**SOURCE PASSAGE:**
= = =
Understanding flare in axial spondyloarthritis: novel insights from daily self-reported flare experience
We hope that you are all having a good week! This week we have a bonus blog, as excitingly, our first full journal article utilising data from Project Nightingale has now been accepted for publication in Rheumatology Advances in Practice.
The publication provides new insights into axial spondyloarthritis (axSpA) flares, and was published online on the 15th November. To our knowledge, this is the first study to investigate, characterise and group daily self-reported flare profiles in people with axSpA, utilising a smartphone application and remote data collection. Below, we outline some of the key findings from the manuscript, and you can read the full publication online here. Thank you to all of our participants for your logging efforts! You can find out more about axSpA flares and how to manage them on the National Axial Spondyloarthritis Society website.
We also have an important Project Nightingale update published on our Home Page. If you are an active Project Nightingale user, you will be notified of this via the app in the coming days (if not already!). We will be publishing another blog tomorrow afternoon - the first in our "2021 - A year in axSpA research!" series.
If you have any questions, please do get in touch via email to firstname.lastname@example.org – we would love to hear from you.
Have a good rest of the week all!
= = =
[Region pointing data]
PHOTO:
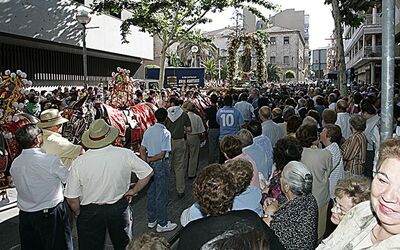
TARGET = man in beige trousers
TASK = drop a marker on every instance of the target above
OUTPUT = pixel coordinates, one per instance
(193, 140)
(178, 123)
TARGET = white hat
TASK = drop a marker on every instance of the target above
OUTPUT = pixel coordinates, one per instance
(99, 135)
(50, 118)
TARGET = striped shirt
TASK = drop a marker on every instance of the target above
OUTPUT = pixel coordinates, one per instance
(337, 163)
(354, 153)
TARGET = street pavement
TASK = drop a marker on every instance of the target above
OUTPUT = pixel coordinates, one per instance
(9, 235)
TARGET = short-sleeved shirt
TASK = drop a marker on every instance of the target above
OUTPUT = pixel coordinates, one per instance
(211, 114)
(102, 176)
(229, 119)
(55, 144)
(273, 131)
(265, 143)
(196, 124)
(248, 199)
(246, 109)
(157, 139)
(177, 127)
(38, 178)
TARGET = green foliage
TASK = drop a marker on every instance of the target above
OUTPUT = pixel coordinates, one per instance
(351, 10)
(151, 66)
(211, 69)
(174, 60)
(273, 72)
(289, 75)
(170, 20)
(249, 41)
(206, 48)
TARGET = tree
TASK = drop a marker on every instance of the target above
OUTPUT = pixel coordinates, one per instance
(346, 12)
(170, 20)
(174, 60)
(206, 49)
(211, 69)
(273, 72)
(289, 75)
(249, 41)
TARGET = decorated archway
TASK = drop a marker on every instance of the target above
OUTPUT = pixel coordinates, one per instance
(289, 74)
(122, 89)
(256, 41)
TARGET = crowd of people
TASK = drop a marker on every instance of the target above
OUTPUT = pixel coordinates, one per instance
(290, 167)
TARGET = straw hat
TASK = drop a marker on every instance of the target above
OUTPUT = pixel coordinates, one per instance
(50, 118)
(99, 135)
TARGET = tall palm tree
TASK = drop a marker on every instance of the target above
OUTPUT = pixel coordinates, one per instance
(206, 49)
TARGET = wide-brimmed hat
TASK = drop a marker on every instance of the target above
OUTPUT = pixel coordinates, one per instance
(50, 118)
(99, 135)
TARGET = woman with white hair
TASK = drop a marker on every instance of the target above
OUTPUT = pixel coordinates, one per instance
(296, 221)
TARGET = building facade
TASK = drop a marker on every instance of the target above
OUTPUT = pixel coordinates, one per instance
(287, 51)
(290, 19)
(44, 39)
(319, 62)
(363, 47)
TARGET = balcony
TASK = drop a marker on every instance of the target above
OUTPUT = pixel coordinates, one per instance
(369, 19)
(370, 53)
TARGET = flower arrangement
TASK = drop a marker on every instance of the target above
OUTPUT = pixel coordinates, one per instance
(123, 88)
(13, 91)
(256, 41)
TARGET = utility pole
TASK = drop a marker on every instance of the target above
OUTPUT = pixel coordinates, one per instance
(388, 64)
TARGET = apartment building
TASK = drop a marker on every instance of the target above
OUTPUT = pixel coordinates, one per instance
(44, 39)
(287, 51)
(319, 62)
(363, 47)
(290, 19)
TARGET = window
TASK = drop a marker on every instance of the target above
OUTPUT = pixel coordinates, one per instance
(272, 40)
(285, 40)
(285, 60)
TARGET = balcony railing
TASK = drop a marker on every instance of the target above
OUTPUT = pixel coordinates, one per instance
(369, 19)
(371, 52)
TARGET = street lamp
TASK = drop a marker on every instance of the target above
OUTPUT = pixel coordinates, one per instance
(83, 18)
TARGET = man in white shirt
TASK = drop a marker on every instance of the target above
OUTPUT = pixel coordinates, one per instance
(245, 108)
(98, 191)
(193, 139)
(156, 145)
(343, 118)
(53, 143)
(38, 177)
(269, 128)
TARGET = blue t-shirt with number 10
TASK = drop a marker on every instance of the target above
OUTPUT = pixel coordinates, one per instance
(229, 119)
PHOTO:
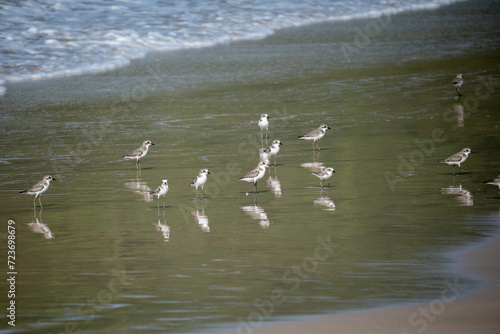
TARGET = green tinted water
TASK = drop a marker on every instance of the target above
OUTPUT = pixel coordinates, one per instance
(374, 237)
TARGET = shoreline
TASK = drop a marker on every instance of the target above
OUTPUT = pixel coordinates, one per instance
(456, 310)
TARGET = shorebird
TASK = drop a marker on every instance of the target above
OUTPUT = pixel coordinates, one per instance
(39, 189)
(139, 153)
(324, 174)
(457, 82)
(161, 190)
(264, 124)
(457, 158)
(200, 180)
(494, 182)
(316, 135)
(255, 174)
(273, 149)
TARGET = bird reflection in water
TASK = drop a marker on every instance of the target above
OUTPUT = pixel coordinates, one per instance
(256, 212)
(325, 201)
(459, 113)
(274, 183)
(463, 196)
(163, 228)
(140, 188)
(200, 217)
(37, 226)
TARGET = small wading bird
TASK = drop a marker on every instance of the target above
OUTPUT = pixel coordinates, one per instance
(457, 158)
(273, 149)
(39, 189)
(200, 180)
(263, 124)
(255, 175)
(162, 190)
(324, 175)
(457, 82)
(316, 135)
(494, 182)
(139, 153)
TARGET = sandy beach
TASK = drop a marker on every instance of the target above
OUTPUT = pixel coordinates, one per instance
(453, 311)
(367, 253)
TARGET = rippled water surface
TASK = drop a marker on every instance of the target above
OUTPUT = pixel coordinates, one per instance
(376, 235)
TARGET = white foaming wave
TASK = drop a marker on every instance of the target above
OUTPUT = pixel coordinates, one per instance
(71, 37)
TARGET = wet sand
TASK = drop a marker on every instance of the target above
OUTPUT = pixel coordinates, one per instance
(454, 311)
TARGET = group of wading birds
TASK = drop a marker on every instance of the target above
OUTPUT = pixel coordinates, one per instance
(258, 172)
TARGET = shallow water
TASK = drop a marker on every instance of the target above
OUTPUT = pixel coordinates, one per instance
= = =
**WHAT YOU WILL DO:**
(a) Answer these questions from the blog post, one per line:
(i) Which journal accepted the article?
(ii) On what date was the publication released online?
(iii) What is the name of the series whose first blog is due tomorrow afternoon?
(b) According to the blog post, why is there a bonus blog this week?
(c) Set down the stretch of the blog post from "If you have" through "the week all!".

**LIST OF ANSWERS:**
(a)
(i) Rheumatology Advances in Practice
(ii) The 15th November
(iii) "2021 - A year in axSpA research!"

(b) The bonus blog marks the acceptance of the first full journal article using Project Nightingale data for publication in Rheumatology Advances in Practice.

(c)
If you have any questions, please do get in touch via email to firstname.lastname@example.org – we would love to hear from you.
Have a good rest of the week all!